TASK PROMPT:
Among the entries below, how many lines contain the string "dirt"? Reply with that number alone.

[Stored records]
+ + + +
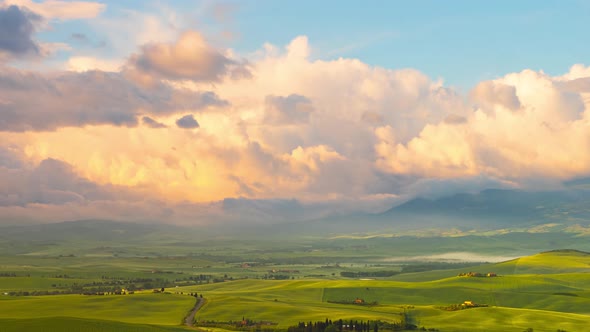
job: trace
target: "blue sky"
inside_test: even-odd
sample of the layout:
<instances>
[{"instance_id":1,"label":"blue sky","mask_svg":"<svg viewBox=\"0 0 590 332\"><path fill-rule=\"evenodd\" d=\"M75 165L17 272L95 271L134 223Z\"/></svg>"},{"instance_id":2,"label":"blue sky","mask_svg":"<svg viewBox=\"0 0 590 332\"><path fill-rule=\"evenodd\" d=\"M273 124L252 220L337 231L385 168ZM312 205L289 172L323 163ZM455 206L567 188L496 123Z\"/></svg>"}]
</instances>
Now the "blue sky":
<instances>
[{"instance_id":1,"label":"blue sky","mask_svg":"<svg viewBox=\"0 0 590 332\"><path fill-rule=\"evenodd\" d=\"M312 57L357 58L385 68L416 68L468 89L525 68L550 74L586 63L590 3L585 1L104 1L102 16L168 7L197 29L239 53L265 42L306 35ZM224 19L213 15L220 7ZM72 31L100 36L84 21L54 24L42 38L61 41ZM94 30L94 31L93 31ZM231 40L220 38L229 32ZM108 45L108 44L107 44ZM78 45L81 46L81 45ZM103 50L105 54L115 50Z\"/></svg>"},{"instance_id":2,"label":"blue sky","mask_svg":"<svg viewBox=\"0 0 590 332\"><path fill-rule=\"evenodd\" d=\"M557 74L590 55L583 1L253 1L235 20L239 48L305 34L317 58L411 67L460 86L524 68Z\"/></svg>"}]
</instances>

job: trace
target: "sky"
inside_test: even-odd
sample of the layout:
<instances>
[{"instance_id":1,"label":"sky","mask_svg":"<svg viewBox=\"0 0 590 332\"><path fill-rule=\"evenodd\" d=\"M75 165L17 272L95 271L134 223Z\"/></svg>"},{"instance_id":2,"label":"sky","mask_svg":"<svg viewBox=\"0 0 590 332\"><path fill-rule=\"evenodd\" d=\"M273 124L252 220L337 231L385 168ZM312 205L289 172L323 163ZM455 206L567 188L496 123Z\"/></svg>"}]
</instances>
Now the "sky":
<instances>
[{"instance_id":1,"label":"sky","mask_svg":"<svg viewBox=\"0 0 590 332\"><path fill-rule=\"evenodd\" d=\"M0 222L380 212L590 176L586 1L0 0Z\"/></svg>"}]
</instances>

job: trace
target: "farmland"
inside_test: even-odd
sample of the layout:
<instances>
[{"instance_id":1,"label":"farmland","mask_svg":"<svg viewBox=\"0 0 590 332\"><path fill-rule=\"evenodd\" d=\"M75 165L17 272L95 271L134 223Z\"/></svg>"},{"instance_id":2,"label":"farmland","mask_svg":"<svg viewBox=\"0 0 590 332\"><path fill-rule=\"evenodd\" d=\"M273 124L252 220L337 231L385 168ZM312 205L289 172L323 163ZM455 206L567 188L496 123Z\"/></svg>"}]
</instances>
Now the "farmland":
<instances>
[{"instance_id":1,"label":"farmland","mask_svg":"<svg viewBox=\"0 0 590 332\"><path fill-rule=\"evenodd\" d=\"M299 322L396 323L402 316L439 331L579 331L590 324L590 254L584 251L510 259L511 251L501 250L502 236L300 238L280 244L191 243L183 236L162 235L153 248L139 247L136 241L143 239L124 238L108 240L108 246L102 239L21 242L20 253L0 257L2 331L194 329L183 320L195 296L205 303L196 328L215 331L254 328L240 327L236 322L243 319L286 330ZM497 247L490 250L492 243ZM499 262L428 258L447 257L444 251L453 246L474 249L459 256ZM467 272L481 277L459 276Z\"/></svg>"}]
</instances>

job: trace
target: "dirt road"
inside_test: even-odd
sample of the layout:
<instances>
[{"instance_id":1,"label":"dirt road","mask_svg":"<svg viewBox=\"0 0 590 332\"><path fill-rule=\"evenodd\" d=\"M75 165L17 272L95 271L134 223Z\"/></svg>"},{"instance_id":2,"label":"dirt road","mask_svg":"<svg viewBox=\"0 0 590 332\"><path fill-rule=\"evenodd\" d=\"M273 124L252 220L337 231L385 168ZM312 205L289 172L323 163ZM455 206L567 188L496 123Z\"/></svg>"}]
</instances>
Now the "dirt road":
+ + + +
OUTPUT:
3